→ Requirements: Please rewrite the material below, substituting "one geojson point for each instance" for every occurrence of "geojson point per instance" and leaving everything else unchanged.

## BEGIN

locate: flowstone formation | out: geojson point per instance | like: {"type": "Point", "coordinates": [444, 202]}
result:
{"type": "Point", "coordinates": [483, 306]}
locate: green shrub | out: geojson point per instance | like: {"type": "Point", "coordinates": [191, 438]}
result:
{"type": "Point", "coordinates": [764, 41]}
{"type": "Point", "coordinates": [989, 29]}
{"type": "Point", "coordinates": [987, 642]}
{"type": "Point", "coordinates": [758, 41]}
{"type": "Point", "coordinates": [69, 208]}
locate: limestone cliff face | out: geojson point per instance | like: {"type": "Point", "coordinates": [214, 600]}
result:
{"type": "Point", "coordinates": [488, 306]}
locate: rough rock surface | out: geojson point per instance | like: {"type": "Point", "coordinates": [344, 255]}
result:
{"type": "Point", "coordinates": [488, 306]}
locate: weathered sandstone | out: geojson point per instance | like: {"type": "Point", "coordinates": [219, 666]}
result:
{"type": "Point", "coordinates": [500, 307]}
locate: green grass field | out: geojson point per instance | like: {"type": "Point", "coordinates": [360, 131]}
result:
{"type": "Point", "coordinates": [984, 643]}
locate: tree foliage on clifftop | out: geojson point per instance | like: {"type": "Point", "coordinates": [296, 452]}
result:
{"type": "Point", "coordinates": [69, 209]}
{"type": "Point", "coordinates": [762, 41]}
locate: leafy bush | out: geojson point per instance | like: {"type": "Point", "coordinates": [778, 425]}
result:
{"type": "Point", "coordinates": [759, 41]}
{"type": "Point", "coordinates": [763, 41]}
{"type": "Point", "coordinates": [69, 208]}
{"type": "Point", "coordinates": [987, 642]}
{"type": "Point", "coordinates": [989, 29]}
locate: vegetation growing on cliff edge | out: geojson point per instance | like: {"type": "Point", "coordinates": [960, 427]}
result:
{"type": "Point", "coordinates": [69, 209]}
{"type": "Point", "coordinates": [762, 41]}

## END

→ Full solution:
locate: flowstone formation | out: one geojson point for each instance | like: {"type": "Point", "coordinates": [444, 202]}
result:
{"type": "Point", "coordinates": [483, 306]}
locate: green shrub | out: one geojson point for each instance | like: {"type": "Point", "coordinates": [191, 438]}
result:
{"type": "Point", "coordinates": [764, 41]}
{"type": "Point", "coordinates": [989, 29]}
{"type": "Point", "coordinates": [987, 642]}
{"type": "Point", "coordinates": [758, 41]}
{"type": "Point", "coordinates": [69, 208]}
locate: limestone cliff face | out: one geojson point for each instance | like: {"type": "Point", "coordinates": [214, 600]}
result:
{"type": "Point", "coordinates": [488, 306]}
locate: rough rock surface | out: one geojson point for each instance | like: {"type": "Point", "coordinates": [344, 255]}
result:
{"type": "Point", "coordinates": [488, 306]}
locate: weathered sandstone | out: one geojson point for each instance | like: {"type": "Point", "coordinates": [219, 666]}
result:
{"type": "Point", "coordinates": [500, 307]}
locate: green grass field | out: one geojson point for each instance | like: {"type": "Point", "coordinates": [360, 131]}
result:
{"type": "Point", "coordinates": [984, 643]}
locate: tree foliage on clifftop | out: one geojson point for each instance | like: {"type": "Point", "coordinates": [296, 452]}
result:
{"type": "Point", "coordinates": [69, 209]}
{"type": "Point", "coordinates": [762, 41]}
locate: leafy bush | out: one geojson point for each instance | like: {"type": "Point", "coordinates": [778, 425]}
result:
{"type": "Point", "coordinates": [759, 41]}
{"type": "Point", "coordinates": [763, 41]}
{"type": "Point", "coordinates": [69, 208]}
{"type": "Point", "coordinates": [987, 642]}
{"type": "Point", "coordinates": [989, 29]}
locate: vegetation growing on cliff edge | out: one geojson point for each instance | like: {"type": "Point", "coordinates": [960, 427]}
result:
{"type": "Point", "coordinates": [69, 209]}
{"type": "Point", "coordinates": [762, 41]}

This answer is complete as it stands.